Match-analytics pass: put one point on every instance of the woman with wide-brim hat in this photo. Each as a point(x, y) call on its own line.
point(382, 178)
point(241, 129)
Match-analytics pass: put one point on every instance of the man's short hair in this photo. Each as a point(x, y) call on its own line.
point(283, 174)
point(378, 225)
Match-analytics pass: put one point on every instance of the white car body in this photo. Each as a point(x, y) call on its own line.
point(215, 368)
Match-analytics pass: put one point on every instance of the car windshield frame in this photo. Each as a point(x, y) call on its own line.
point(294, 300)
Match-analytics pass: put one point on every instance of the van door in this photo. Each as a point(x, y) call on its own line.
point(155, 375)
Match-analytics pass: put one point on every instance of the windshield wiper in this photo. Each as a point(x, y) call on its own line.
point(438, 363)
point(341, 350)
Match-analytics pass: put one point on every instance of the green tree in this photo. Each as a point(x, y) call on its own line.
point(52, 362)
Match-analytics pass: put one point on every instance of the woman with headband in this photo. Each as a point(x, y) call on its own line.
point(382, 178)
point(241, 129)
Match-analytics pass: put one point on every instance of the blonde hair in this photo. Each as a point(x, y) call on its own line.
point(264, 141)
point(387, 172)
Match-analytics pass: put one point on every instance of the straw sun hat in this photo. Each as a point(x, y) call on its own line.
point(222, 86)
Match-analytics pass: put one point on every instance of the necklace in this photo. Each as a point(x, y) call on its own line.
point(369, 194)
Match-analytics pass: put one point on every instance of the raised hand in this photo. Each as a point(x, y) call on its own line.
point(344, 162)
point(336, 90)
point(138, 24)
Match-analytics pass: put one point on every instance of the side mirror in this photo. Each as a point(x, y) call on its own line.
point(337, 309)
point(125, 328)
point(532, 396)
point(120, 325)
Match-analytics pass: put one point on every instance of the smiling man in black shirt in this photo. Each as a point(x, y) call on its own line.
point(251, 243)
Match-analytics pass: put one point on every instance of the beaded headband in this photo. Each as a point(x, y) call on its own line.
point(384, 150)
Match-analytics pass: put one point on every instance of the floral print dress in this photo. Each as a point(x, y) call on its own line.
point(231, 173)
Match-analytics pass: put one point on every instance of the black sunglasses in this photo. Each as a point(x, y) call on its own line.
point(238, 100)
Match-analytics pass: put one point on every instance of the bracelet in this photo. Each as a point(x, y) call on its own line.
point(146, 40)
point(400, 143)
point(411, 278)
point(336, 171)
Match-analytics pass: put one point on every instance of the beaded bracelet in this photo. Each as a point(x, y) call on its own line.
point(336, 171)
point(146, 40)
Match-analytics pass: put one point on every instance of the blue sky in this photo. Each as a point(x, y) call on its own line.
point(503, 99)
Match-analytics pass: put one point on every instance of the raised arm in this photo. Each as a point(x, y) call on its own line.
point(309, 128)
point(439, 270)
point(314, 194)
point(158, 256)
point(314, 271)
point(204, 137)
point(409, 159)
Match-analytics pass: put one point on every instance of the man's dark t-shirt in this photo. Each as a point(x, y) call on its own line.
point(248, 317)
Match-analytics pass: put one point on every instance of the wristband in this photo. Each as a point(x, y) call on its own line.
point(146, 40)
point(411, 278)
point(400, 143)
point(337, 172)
● ● ● ● ●
GIVEN INSTRUCTION: Please render every line of the entries above as a JSON list of strings, one string per line, with blank lines left out.

WRITTEN SOLUTION:
[
  "Match-analytics pass: put one point on every instance of the woman with wide-brim hat in this photo. Each as a point(x, y) call on its own line.",
  "point(382, 178)",
  "point(241, 129)",
  "Match-analytics pass: put one point on every instance of the man's short hair in this photo. Each as a point(x, y) call on its own line.",
  "point(283, 174)",
  "point(378, 225)",
  "Match-analytics pass: put one point on every instance of the white car body in this photo. Each as a point(x, y) call on its own line.",
  "point(215, 368)",
  "Match-analytics pass: put one point on every instance of the car windshield frame in this photo. Each as a point(x, y) call on its own line.",
  "point(294, 300)",
  "Match-analytics pass: put one point on every instance of the van door in this photo. Each as a point(x, y) call on its own line.",
  "point(155, 375)",
  "Match-analytics pass: put one point on every instance of the windshield wiper in this photo. Each as a point(x, y) call on its own line.",
  "point(438, 363)",
  "point(341, 350)",
  "Match-analytics pass: put one point on every instance of the green tree in this photo. Each as a point(x, y) call on its own line.",
  "point(52, 362)",
  "Match-analytics pass: put one point on every instance of the woman with headband in this photo. Each as a point(x, y) call on its own line.",
  "point(382, 178)",
  "point(241, 129)",
  "Match-analytics pass: put one point on every instance of the blonde hair in this photo. Each as a point(x, y) call on its own line.",
  "point(264, 141)",
  "point(387, 172)",
  "Match-analytics pass: put one point on every instance of the straw sun hat in this photo. Each as a point(x, y) call on its own line.",
  "point(222, 86)",
  "Match-analytics pass: put one point on every instance of the necklace in this photo. Each as a point(x, y) call on its own line.",
  "point(369, 194)",
  "Match-analytics pass: put one point on every instance of the raised hand in this photo. Each as a point(x, y) call on its own line.",
  "point(344, 162)",
  "point(336, 90)",
  "point(138, 24)",
  "Match-analytics pass: put one point on every instance of the side mirror in this photo. Each as a point(x, y) call on its own line.",
  "point(337, 309)",
  "point(125, 328)",
  "point(532, 396)",
  "point(120, 325)",
  "Match-analytics pass: put one point on every instance of the smiling man in black shirt in this photo. Each as a point(x, y) call on its own line.",
  "point(251, 243)",
  "Match-analytics pass: put one point on every instance of the beaded headband in this photo. Each as a point(x, y) call on its own line.",
  "point(384, 150)",
  "Match-analytics pass: put one point on every instance of the floral print dress in this photo. Each as a point(x, y) call on its own line.",
  "point(231, 173)",
  "Match-analytics pass: put one point on every instance of the black sunglasses in this photo. Each as a point(x, y) call on its own line.",
  "point(238, 100)",
  "Match-analytics pass: put one point on every instance of the bracelet in this photo. Each as a point(x, y) call on its own line.",
  "point(146, 40)",
  "point(400, 143)",
  "point(411, 278)",
  "point(336, 171)",
  "Match-analytics pass: put one point on every instance of the beaded bracelet in this photo. Each as a point(x, y) call on its own line.",
  "point(336, 171)",
  "point(146, 40)",
  "Match-analytics pass: put one point on every instance of the blue sky in this photo. Each as a point(x, y) call on its own line.",
  "point(503, 99)",
  "Match-analytics pass: put one point on every instance of the raised arm in this photo. Each as a point(x, y) call on its own line.",
  "point(309, 128)",
  "point(439, 270)",
  "point(314, 194)",
  "point(158, 256)",
  "point(314, 271)",
  "point(204, 137)",
  "point(409, 159)",
  "Match-analytics pass: put one point on every instance of the man's dark t-shirt in this photo. Each as a point(x, y) call on its own line.",
  "point(248, 317)",
  "Match-analytics pass: put one point on every instance of the wristband in this photo. Each as a point(x, y) call on its own line.",
  "point(146, 40)",
  "point(411, 278)",
  "point(400, 143)",
  "point(337, 172)"
]